#### [Given text]
────

Over the years, some of the biggest names in Hollywood have expressed interest in adapting Atlas Shrugged: at different times, Angelina Jolie, Charlize Theron, Anne Hathaway, Julia Roberts, Barbara Stanwyck, Faye Dunaway, Raquel Welch, Farrah Fawcett and Sharon Stone all vied for the choice role of Dagny Taggart, the book's protagonist. Meanwhile, Brad Pitt, Russell Crowe, Clint Eastwood and Robert Redford all expressed interest in playing John Galt, the book's male lead. Some of Hollywood's most famous scriptwriters, including Russell Wallace, James V. Hart and Sterling Silliphant took their shot at the script, and Albert S. Ruddy, the legendary producer of The Godfather tried -- twice! -- to put together a version.

────

#### [Supplied entries]
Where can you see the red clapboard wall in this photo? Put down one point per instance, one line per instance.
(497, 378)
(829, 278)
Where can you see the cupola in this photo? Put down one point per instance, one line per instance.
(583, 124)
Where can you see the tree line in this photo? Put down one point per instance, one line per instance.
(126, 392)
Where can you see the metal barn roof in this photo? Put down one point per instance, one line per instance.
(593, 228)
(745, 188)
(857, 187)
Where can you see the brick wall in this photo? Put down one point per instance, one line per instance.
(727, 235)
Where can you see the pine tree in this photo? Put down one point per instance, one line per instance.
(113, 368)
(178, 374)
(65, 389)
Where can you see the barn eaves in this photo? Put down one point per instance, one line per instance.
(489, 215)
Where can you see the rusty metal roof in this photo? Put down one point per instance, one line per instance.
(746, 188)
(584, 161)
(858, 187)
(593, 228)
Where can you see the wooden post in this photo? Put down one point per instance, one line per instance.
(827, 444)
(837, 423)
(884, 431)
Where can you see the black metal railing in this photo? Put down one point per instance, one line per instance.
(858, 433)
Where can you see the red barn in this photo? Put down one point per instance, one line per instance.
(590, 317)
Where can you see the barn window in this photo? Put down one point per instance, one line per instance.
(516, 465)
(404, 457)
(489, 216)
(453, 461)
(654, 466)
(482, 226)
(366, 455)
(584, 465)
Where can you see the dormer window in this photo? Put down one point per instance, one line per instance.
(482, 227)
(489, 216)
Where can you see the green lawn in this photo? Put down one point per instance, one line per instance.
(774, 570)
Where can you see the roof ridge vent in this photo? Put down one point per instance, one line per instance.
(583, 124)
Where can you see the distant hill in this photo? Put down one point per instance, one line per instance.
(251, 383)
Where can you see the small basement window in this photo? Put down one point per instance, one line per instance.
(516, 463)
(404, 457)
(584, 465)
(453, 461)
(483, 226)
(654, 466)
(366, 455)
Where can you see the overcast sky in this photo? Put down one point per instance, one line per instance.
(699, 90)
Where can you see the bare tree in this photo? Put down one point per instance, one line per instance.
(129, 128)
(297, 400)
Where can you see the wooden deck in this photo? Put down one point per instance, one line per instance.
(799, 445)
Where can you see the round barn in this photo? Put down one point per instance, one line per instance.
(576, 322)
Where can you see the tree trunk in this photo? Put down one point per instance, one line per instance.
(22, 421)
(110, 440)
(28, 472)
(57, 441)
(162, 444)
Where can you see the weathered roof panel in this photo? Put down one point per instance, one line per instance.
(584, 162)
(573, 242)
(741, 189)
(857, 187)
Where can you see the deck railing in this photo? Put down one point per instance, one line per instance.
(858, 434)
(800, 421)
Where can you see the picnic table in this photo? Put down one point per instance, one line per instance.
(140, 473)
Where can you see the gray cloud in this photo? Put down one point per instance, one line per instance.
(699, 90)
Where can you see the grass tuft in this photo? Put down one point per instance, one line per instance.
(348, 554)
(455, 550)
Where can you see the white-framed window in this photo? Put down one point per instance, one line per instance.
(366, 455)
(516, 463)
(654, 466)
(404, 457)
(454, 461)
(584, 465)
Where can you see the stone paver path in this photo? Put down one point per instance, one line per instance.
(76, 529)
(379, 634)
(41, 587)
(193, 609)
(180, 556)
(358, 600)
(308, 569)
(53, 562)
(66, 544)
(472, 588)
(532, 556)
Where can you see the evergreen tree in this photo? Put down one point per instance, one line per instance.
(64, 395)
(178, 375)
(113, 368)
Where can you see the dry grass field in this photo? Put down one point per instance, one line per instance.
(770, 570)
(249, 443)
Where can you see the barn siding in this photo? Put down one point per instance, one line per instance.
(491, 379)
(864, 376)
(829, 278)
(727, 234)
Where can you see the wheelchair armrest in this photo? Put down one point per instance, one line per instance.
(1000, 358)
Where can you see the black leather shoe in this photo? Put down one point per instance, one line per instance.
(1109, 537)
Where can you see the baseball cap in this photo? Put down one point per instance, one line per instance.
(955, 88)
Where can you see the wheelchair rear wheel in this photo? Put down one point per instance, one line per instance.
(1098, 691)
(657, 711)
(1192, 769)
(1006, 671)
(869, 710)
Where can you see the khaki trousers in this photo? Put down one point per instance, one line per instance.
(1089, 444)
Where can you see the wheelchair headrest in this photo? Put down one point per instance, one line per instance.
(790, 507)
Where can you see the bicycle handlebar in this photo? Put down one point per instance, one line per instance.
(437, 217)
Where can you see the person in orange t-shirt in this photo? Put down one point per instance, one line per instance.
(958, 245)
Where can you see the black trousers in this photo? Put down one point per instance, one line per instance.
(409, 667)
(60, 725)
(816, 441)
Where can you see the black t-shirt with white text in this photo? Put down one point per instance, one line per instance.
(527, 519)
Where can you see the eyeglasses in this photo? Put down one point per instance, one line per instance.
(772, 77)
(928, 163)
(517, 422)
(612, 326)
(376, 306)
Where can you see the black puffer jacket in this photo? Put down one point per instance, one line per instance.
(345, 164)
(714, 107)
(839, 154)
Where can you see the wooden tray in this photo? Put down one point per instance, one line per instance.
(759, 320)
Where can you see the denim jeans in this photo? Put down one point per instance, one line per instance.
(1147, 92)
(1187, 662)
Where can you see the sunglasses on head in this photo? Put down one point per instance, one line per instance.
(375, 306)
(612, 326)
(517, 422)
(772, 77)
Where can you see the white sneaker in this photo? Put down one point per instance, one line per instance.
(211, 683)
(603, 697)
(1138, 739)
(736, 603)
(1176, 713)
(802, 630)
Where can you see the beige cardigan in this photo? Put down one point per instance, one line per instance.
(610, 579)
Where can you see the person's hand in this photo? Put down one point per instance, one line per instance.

────

#### [Exercise set]
(a) Reproduce the passage about Hollywood's attempts to film Atlas Shrugged, starting with "Over the years, some" and going on through "together a version.".
(b) Carry on the passage about Hollywood's attempts to film Atlas Shrugged from the point where it stops.

#### [Outputs]
(a)
Over the years, some of the biggest names in Hollywood have expressed interest in adapting Atlas Shrugged: at different times, Angelina Jolie, Charlize Theron, Anne Hathaway, Julia Roberts, Barbara Stanwyck, Faye Dunaway, Raquel Welch, Farrah Fawcett and Sharon Stone all vied for the choice role of Dagny Taggart, the book's protagonist. Meanwhile, Brad Pitt, Russell Crowe, Clint Eastwood and Robert Redford all expressed interest in playing John Galt, the book's male lead. Some of Hollywood's most famous scriptwriters, including Russell Wallace, James V. Hart and Sterling Silliphant took their shot at the script, and Albert S. Ruddy, the legendary producer of The Godfather tried -- twice! -- to put together a version.

(b)
The Book About No Compromises Is Compromised

The forthcoming version is staffed with far lesser lights. Paul Johansson, who is directing the film and playing John Galt, is best known for his work on One Tree Hill, and most of his previous directing experience has been on the set of the teen-oriented soap opera. Taylor Schilling (Dagny Taggart) and Grant Bowler (Henry Rearden) also boast TV-heavy resumes, as do most of the supporting actors. As for the script, Brian Patrick O'Toole has been tasked with transforming Rand's 1,074-page brick into a two-hour movie. His previous scripts, Basement Jack, Evilution, and Cemetery Gates were all shlocky, low-budget horror films. As if that wasn't bad enough, Johansson has only five weeks for principal photography.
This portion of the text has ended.